* [GOAL OF THE EXERCISE]
Answer these questions from the Kansas–Iowa State basketball preview below:
1. How many points did Hoiberg score against Kansas in January 1995?
2. What is Kansas's conference record, and how many of those games were away from Lawrence?
3. What was the Jayhawks' road record during their seven-year run, entering this season?

** Start of EXCERPT TO READ **

Iowa State (14-6, 4-3): The Cyclones are coming off a 62-55 loss at Texas, and according to Coach Fred Hoiberg played poorly for the first 30 minutes. Iowa State has one home conference loss, to Missouri. In the first meeting with Kansas, Iowa State bigs stepped outside an knocked down threes, including Royce White’s first of the season. The Cyclones led at halftime in their first six Big 12 games.

RPIs as of Friday: Kansas 6, Iowa State 60

— You don’t forget games like the one Fred Hoiberg had against Kansas, even 17 years later.

“Everything I threw up there went in,” Hoiberg said. “It was one of those games you dream about.”

That January day in 1995, Hoiberg scored 32 points, but the damage to KU was the timing as much as the total. At one point, Hoiberg scored 17 straight for the Cyclones, personally erasing a six-point deficit in the final four minutes of Iowa State’s 69-65 victory over the third-ranked Jayhawks.

Hilton Coliseum may never have been louder, and today, Coach Hoiberg looks for the same type of atmosphere when fifth-ranked Kansas visits.

But if recent history is an indicator, it may not matter.

The Jayhawks have been the Big 12’s ultimate road warriors.

With a 7-0 conference record and three of those away from Lawrence, KU is the only Big 12 team with a perfect road mark.

This is no recent phenomenon. In each of the past seven years, when the Jayhawks have won outright or shared the Big 12 regular-season championship, they’ve had the best league road record — by themselves or shared — in each season.

Kansas won more than half of its road games all of those seven years. The rest of the Big 12 combined has a total of eight winning records in conference road contests.

Entering this season, the Jayhawks were 43-13 on the road during their seven-year run. The next best record belonged to Texas at 30-26.

The buzz phrase among the Jayhawks for this success was “tight huddle.”

** End of EXCERPT TO READ **
** Start of PROVIDED RECORDS **

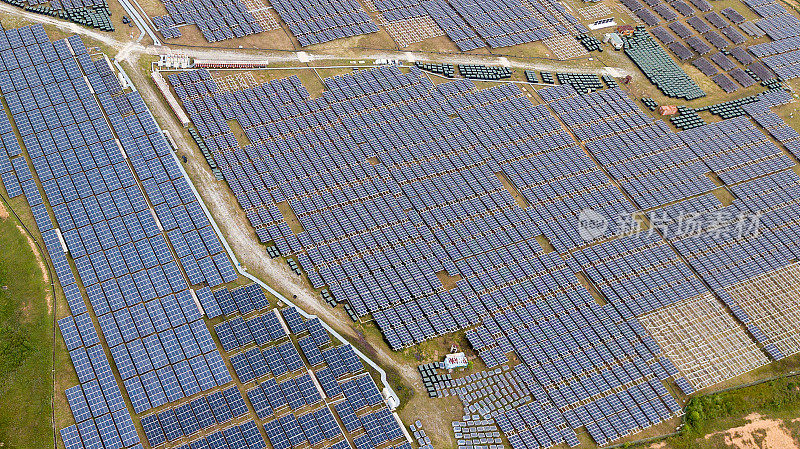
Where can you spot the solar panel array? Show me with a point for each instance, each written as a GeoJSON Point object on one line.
{"type": "Point", "coordinates": [781, 54]}
{"type": "Point", "coordinates": [218, 20]}
{"type": "Point", "coordinates": [313, 22]}
{"type": "Point", "coordinates": [778, 55]}
{"type": "Point", "coordinates": [497, 23]}
{"type": "Point", "coordinates": [294, 398]}
{"type": "Point", "coordinates": [378, 233]}
{"type": "Point", "coordinates": [87, 139]}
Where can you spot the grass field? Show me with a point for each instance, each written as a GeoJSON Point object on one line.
{"type": "Point", "coordinates": [26, 341]}
{"type": "Point", "coordinates": [770, 406]}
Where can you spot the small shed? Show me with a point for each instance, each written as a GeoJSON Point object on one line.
{"type": "Point", "coordinates": [668, 109]}
{"type": "Point", "coordinates": [625, 30]}
{"type": "Point", "coordinates": [455, 360]}
{"type": "Point", "coordinates": [614, 39]}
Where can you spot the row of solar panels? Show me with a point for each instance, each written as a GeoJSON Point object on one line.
{"type": "Point", "coordinates": [641, 350]}
{"type": "Point", "coordinates": [147, 383]}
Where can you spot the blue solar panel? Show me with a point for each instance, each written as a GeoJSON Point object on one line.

** End of PROVIDED RECORDS **

* [THE ANSWER]
1. 32 points.
2. 7-0, with three of those games away from Lawrence.
3. 43-13.